===== Material provided

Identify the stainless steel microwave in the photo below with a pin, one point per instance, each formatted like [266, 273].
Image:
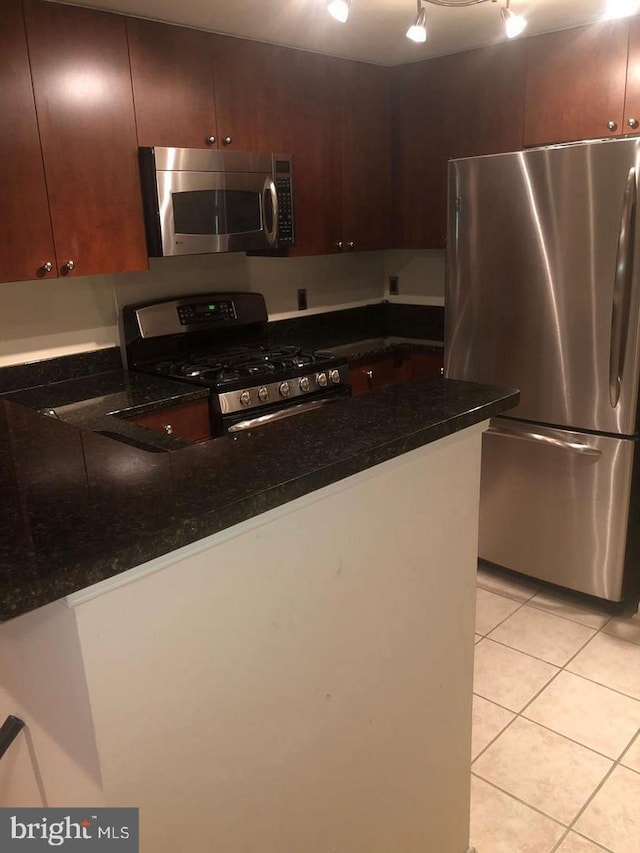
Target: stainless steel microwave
[199, 201]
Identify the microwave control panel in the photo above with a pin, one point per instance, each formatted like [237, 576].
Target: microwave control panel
[284, 189]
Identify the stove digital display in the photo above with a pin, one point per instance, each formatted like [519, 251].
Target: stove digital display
[206, 312]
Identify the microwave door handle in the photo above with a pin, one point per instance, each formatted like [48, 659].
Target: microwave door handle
[622, 287]
[270, 190]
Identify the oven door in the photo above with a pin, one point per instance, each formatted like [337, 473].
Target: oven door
[239, 422]
[202, 212]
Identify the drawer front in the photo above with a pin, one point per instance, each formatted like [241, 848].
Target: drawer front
[186, 420]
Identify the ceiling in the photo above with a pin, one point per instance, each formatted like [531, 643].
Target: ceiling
[375, 30]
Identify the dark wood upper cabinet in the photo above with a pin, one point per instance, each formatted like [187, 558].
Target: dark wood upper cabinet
[26, 241]
[454, 106]
[366, 156]
[313, 137]
[172, 75]
[632, 94]
[576, 83]
[253, 94]
[84, 101]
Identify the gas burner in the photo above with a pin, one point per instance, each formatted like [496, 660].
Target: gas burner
[248, 379]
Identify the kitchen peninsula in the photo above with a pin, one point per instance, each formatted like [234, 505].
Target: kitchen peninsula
[264, 642]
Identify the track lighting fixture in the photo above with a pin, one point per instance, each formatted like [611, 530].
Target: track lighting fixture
[339, 9]
[418, 32]
[513, 24]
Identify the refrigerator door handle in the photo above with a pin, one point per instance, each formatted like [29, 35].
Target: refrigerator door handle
[561, 444]
[622, 287]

==========

**What this task involves**
The output consists solely of the lines from the line that contains "Identify the refrigerator" through the final line of the data.

**Exercise result**
Identify the refrigerator door handle in the photo above with a pin, one point per instance, each formatted like [29, 35].
Target: refrigerator door handle
[561, 444]
[622, 287]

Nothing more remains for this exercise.